● **EXERCISE DESCRIPTION**: Without the images, write out all of the following entries exactly.

● **DATA SUPPLIED**:
• • •
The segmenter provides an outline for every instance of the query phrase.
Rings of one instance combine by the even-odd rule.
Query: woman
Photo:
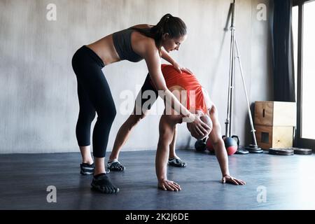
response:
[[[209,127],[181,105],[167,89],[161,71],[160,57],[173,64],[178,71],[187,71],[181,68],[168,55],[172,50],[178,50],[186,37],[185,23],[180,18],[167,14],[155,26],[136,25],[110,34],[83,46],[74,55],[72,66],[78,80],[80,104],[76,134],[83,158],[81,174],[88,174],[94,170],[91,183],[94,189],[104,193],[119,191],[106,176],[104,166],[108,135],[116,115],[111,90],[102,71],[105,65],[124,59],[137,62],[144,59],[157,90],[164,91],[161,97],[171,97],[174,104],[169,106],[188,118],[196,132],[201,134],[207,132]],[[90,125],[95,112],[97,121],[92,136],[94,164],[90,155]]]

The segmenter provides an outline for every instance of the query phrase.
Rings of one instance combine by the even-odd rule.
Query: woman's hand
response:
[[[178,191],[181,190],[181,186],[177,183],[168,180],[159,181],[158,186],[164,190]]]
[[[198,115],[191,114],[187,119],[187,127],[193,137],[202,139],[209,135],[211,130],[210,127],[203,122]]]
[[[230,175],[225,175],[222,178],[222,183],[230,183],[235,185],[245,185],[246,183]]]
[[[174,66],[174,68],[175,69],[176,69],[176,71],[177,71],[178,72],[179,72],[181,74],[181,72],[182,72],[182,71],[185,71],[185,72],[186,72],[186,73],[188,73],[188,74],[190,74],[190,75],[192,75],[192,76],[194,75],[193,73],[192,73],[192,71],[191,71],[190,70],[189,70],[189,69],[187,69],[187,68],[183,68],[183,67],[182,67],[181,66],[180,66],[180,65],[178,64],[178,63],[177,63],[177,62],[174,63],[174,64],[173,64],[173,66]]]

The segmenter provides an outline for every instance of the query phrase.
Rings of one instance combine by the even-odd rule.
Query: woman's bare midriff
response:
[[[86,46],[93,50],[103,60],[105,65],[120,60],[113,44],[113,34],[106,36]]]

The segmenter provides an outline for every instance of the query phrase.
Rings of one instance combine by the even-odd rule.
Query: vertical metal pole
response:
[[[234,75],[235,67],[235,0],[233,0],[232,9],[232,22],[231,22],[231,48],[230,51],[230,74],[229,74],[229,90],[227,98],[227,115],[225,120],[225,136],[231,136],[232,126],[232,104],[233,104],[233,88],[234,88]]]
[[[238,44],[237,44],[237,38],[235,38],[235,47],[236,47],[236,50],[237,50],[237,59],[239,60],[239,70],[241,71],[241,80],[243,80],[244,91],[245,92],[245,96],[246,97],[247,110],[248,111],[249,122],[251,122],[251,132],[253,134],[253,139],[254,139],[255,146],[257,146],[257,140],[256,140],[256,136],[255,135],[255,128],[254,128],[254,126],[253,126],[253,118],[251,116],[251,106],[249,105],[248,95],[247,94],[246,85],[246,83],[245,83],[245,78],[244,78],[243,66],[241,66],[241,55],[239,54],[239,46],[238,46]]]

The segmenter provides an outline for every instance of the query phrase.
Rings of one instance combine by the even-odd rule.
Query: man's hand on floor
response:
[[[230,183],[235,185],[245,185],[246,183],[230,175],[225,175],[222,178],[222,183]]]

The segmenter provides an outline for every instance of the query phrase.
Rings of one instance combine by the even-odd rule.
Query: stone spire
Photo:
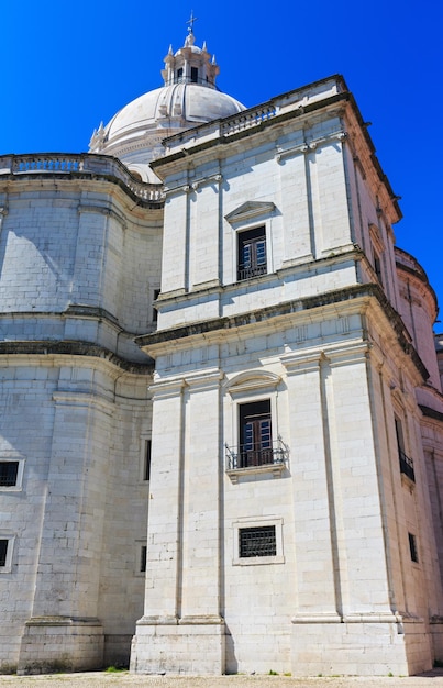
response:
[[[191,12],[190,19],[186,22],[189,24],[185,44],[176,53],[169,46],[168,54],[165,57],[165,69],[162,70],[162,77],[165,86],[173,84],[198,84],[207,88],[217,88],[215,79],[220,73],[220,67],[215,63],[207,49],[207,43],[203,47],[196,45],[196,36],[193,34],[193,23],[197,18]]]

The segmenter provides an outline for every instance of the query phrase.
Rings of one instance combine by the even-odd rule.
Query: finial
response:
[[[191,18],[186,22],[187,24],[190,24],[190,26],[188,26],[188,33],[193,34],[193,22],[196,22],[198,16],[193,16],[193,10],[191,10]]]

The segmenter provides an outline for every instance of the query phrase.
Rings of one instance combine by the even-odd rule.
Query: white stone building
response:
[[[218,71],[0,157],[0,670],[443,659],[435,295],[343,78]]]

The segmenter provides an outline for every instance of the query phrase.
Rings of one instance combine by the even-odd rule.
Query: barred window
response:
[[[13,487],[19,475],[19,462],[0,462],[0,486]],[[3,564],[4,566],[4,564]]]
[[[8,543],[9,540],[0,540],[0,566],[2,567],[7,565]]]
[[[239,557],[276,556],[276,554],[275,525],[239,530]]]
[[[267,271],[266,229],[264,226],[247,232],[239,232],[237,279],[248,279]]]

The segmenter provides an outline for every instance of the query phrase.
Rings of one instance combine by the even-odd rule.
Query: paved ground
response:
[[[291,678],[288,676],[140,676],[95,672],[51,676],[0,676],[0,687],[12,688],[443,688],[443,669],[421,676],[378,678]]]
• • •
● **OUTPUT OF THE EXERCISE**:
The segmenter provides an outline for every instance of the query phrase.
Rings of one instance combine by the even-odd rule.
Query: woman
Photo:
response:
[[[209,127],[181,105],[167,89],[161,71],[160,57],[173,64],[178,71],[187,71],[181,68],[168,55],[172,50],[178,50],[186,37],[185,23],[180,18],[167,14],[155,26],[136,25],[110,34],[83,46],[74,55],[72,66],[78,80],[80,104],[76,134],[83,158],[81,174],[88,174],[94,170],[91,183],[94,189],[104,193],[119,191],[106,176],[104,166],[108,135],[116,115],[111,90],[102,71],[105,65],[124,59],[137,62],[144,59],[157,90],[164,91],[161,97],[171,97],[174,104],[169,106],[188,118],[196,132],[201,134],[207,132]],[[90,125],[95,112],[97,121],[92,136],[94,164],[90,155]]]

The segmenter provides an outline for every instance of the query phrase.
Rings of one instance combine by the even-odd rule.
Query: woman's hand
response:
[[[178,191],[181,190],[181,186],[177,183],[168,180],[159,181],[158,186],[164,190]]]
[[[198,115],[191,114],[187,119],[187,127],[193,137],[202,139],[209,135],[211,130],[210,127],[203,122]]]
[[[230,175],[225,175],[222,178],[222,183],[230,183],[235,185],[245,185],[246,183]]]
[[[174,66],[174,68],[175,69],[176,69],[176,71],[177,71],[178,72],[179,72],[181,74],[181,72],[182,72],[182,71],[185,71],[185,72],[186,72],[186,73],[188,73],[188,74],[190,74],[190,75],[192,75],[192,76],[194,75],[193,73],[192,73],[192,71],[191,71],[190,70],[189,70],[189,69],[187,69],[187,68],[183,68],[183,67],[182,67],[181,66],[180,66],[180,65],[178,64],[178,63],[177,63],[177,62],[174,63],[174,64],[173,64],[173,66]]]

The segmenter provides an outline for every instance of the query phrase.
Rings of one instance combine by the even-odd rule.
Query: woman's bare midriff
response:
[[[86,46],[93,50],[103,60],[105,65],[120,60],[113,44],[113,34],[106,36]]]

The segmenter provides an outline for every instance of the query phrase.
Rings of one instance combine by the even-odd rule.
Query: vertical metal pole
response:
[[[234,75],[235,67],[235,0],[233,0],[232,9],[232,22],[231,22],[231,48],[230,51],[230,74],[229,74],[229,90],[227,98],[227,115],[225,120],[225,136],[231,136],[232,126],[232,104],[233,104],[233,88],[234,88]]]
[[[238,44],[237,44],[237,38],[235,38],[235,47],[236,47],[236,50],[237,50],[237,59],[239,60],[239,70],[241,71],[241,80],[243,80],[244,91],[245,92],[245,96],[246,97],[247,110],[248,111],[249,122],[251,122],[251,132],[253,134],[253,139],[254,139],[255,146],[257,146],[257,140],[256,140],[256,136],[255,135],[255,128],[254,128],[254,126],[253,126],[253,118],[251,116],[251,106],[249,105],[248,95],[247,94],[246,85],[246,83],[245,83],[245,78],[244,78],[243,66],[241,66],[241,55],[239,54],[239,46],[238,46]]]

The segmenter provides an outline for every instance of the query phrase.
Rings of one instance combine by the even-odd rule.
Query: man's hand on floor
response:
[[[230,183],[235,185],[245,185],[246,183],[230,175],[225,175],[222,178],[222,183]]]

The segmenter provides an outline for every instance of the query phrase.
Rings of one instance combine by the even-odd rule.
Query: stone spire
Photo:
response:
[[[191,12],[190,19],[186,22],[189,24],[185,44],[176,53],[169,46],[168,54],[165,57],[165,69],[162,70],[162,77],[165,86],[173,84],[198,84],[207,88],[217,88],[215,79],[220,73],[220,67],[215,63],[207,49],[207,43],[203,47],[196,45],[196,36],[193,34],[193,23],[197,18]]]

The segmenter provides an outline for every instance of the query phrase.
Rings of one instance combine by the even-odd rule.
Query: finial
response:
[[[191,18],[186,22],[187,24],[190,24],[190,26],[188,26],[188,33],[193,34],[193,22],[196,22],[198,16],[193,16],[193,10],[191,10]]]

The segmenter provides an outline for every instance of the query phrase.
Rings of one instance combine by the even-odd rule.
Query: white stone building
response:
[[[218,71],[0,157],[0,670],[443,659],[435,295],[343,78]]]

The segmenter provides an outline for every instance of the query phrase.
Rings of one instance combine by the even-odd rule.
Query: barred window
response:
[[[13,487],[19,475],[19,462],[0,462],[0,486]],[[3,564],[4,566],[4,564]]]
[[[8,543],[9,540],[0,540],[0,566],[2,567],[7,565]]]
[[[239,557],[276,556],[276,554],[275,525],[239,530]]]
[[[267,271],[266,229],[264,226],[247,232],[239,232],[237,279],[248,279]]]

The segmenter provides an outline for every instance of the query phrase.
Rings of one instance combine by the even-odd rule.
Query: paved ground
response:
[[[291,678],[288,676],[140,676],[95,672],[51,676],[0,676],[0,687],[12,688],[443,688],[443,669],[421,676],[378,678]]]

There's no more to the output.